» What is needed: Copy, exactly and without additions, every line in the records below from the one holding "positive clicks: (196, 625) (194, 630)" through the one holding "positive clicks: (370, 584)", both ends included.

» Provided records:
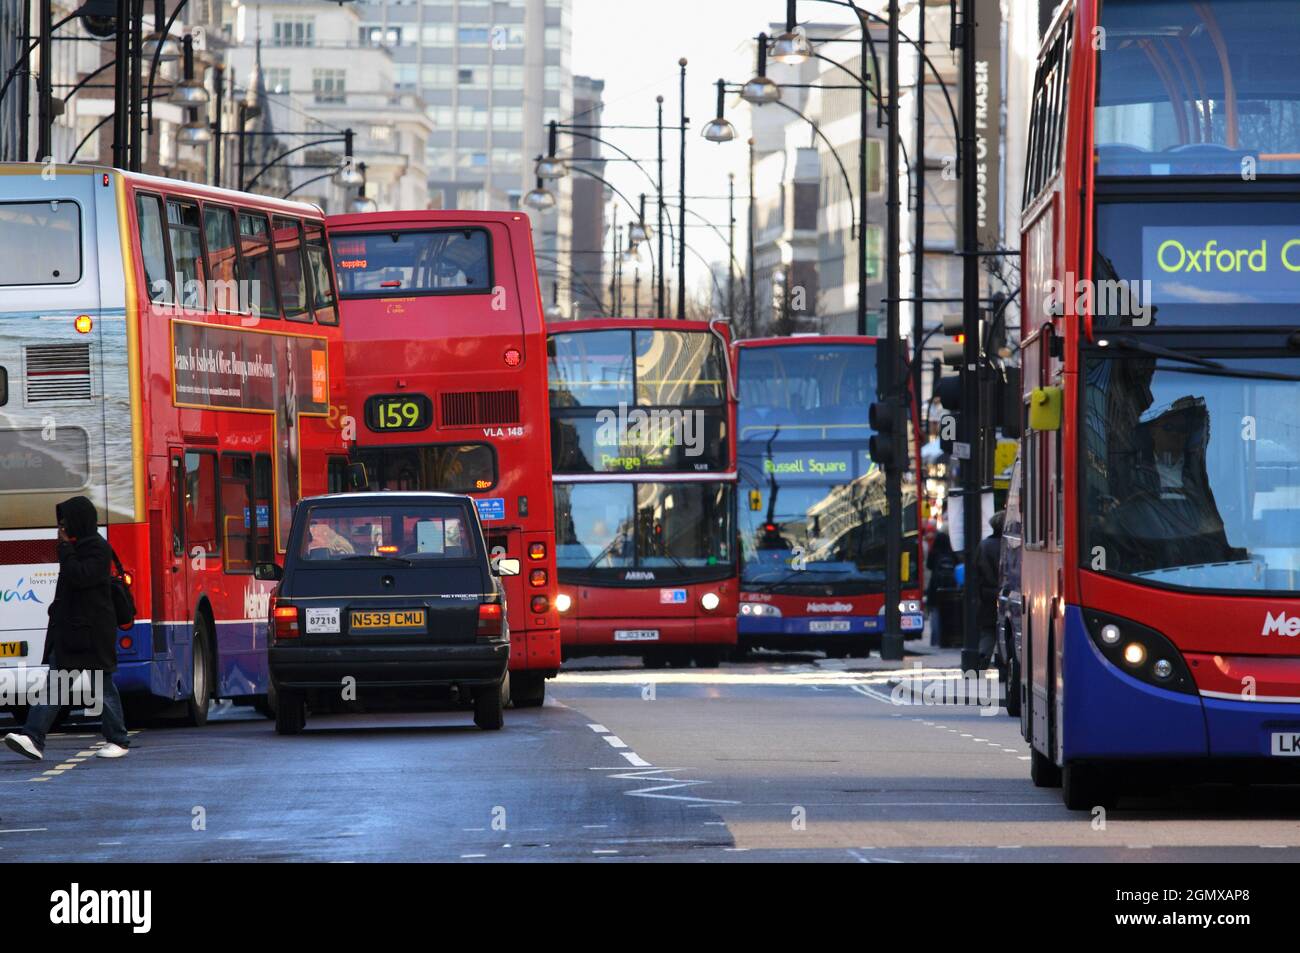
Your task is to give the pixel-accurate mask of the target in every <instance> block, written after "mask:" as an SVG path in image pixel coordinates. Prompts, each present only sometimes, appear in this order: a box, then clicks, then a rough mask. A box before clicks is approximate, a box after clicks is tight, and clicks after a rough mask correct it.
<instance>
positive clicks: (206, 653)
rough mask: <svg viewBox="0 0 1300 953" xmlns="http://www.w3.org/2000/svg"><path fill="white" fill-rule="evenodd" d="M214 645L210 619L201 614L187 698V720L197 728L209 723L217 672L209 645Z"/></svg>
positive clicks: (196, 625) (194, 630)
mask: <svg viewBox="0 0 1300 953" xmlns="http://www.w3.org/2000/svg"><path fill="white" fill-rule="evenodd" d="M211 645H212V633H211V632H208V620H207V618H205V616H203V615H199V618H198V619H195V620H194V641H192V644H191V654H190V697H188V698H186V699H185V720H186V722H187V723H188V724H192V725H194V727H195V728H201V727H203V725H205V724H207V723H208V705H209V703H211V702H212V681H213V675H216V672H213V671H211V670H212V657H211V655H209V654H208V646H211Z"/></svg>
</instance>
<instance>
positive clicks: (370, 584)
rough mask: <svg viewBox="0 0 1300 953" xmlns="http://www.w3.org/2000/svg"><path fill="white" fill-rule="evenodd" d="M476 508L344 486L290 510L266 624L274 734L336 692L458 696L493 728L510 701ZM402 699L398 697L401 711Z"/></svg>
mask: <svg viewBox="0 0 1300 953" xmlns="http://www.w3.org/2000/svg"><path fill="white" fill-rule="evenodd" d="M517 573H519V560H517V559H499V560H497V566H495V568H493V567H491V566H490V563H489V559H487V547H486V546H485V545H484V534H482V527H481V525H480V523H478V511H477V510H476V507H474V502H473V501H472V499H471V498H469V497H464V495H458V494H451V493H348V494H339V495H329V497H312V498H308V499H303V501H300V502H299V503H298V506H296V508H295V510H294V523H292V528H291V530H290V537H289V551H287V553H286V555H285V568H283V569H282V571H281V568H279V567H278V566H276V564H274V563H260V564H259V566H257V567H256V571H255V575H256V577H257V579H263V580H278V581H279V585H278V586H277V588H276V590H274V592H273V593H272V597H270V608H269V620H268V628H269V632H268V651H269V659H270V684H272V693H273V696H274V705H276V731H278V732H279V733H281V735H296V733H298V732H300V731H302V729H303V727H304V724H305V723H307V711H308V709H311V707H318V709H328V707H334V706H337V705H338V703H339V702H341V701H346V702H355V703H357V705H361V706H365V705H367V703H368V702H377V703H381V705H383V706H386V707H389V706H391V703H393V702H394V701H399V702H400V701H403V699H411V701H412V702H420V703H421V705H422V703H426V702H429V701H438V699H443V698H445V699H447V701H450V702H452V703H472V705H473V711H474V724H477V725H478V727H480V728H486V729H497V728H500V727H502V724H503V710H504V707H506V702H507V699H508V698H510V681H508V677H510V676H508V673H507V671H506V664H507V662H508V660H510V629H508V627H507V624H506V597H504V592H503V586H502V585H500V582H499V580H498V579H497V576H498V575H507V576H508V575H517ZM413 706H415V705H412V707H413Z"/></svg>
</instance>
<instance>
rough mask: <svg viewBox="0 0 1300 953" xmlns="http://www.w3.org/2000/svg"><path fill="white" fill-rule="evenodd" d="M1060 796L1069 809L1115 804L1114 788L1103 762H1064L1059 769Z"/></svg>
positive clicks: (1075, 809) (1109, 776)
mask: <svg viewBox="0 0 1300 953" xmlns="http://www.w3.org/2000/svg"><path fill="white" fill-rule="evenodd" d="M1061 797H1062V800H1063V801H1065V806H1066V807H1067V809H1070V810H1071V811H1089V810H1092V809H1093V807H1106V809H1110V807H1114V806H1115V789H1114V785H1113V784H1112V780H1110V776H1109V775H1108V772H1106V768H1105V766H1104V764H1080V763H1079V762H1066V766H1065V768H1062V771H1061Z"/></svg>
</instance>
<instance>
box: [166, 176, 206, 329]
mask: <svg viewBox="0 0 1300 953" xmlns="http://www.w3.org/2000/svg"><path fill="white" fill-rule="evenodd" d="M166 224H168V234H169V237H170V239H172V267H173V268H174V269H175V274H177V278H175V280H177V282H179V283H181V287H178V289H175V298H177V300H178V302H179V303H181V304H182V306H183V307H186V308H196V309H200V311H201V309H203V299H204V283H205V281H207V274H205V273H204V269H203V239H201V238H200V237H199V207H198V205H196V204H194V203H192V202H178V200H175V199H168V203H166Z"/></svg>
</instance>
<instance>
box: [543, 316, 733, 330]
mask: <svg viewBox="0 0 1300 953" xmlns="http://www.w3.org/2000/svg"><path fill="white" fill-rule="evenodd" d="M710 328H714V329H720V330H724V332H725V333H727V334H729V333H731V328H729V325H728V324H727V322H725V321H715V322H712V324H710V322H708V321H682V320H679V319H676V317H594V319H585V317H584V319H582V320H580V321H565V320H560V321H547V322H546V330H547V333H551V334H556V333H563V332H597V330H620V329H632V330H666V332H707V330H710Z"/></svg>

» Finished task:
positive clicks: (196, 625) (194, 630)
mask: <svg viewBox="0 0 1300 953" xmlns="http://www.w3.org/2000/svg"><path fill="white" fill-rule="evenodd" d="M211 645H212V633H211V632H208V620H207V618H205V616H203V615H199V618H198V619H195V620H194V641H192V644H191V654H190V697H188V698H186V699H185V720H186V722H187V723H188V724H192V725H194V727H195V728H201V727H203V725H205V724H207V723H208V705H209V703H211V702H212V681H213V675H216V672H213V671H211V670H212V657H211V655H209V654H208V646H211Z"/></svg>
</instance>
<instance>
positive clicks: (370, 584)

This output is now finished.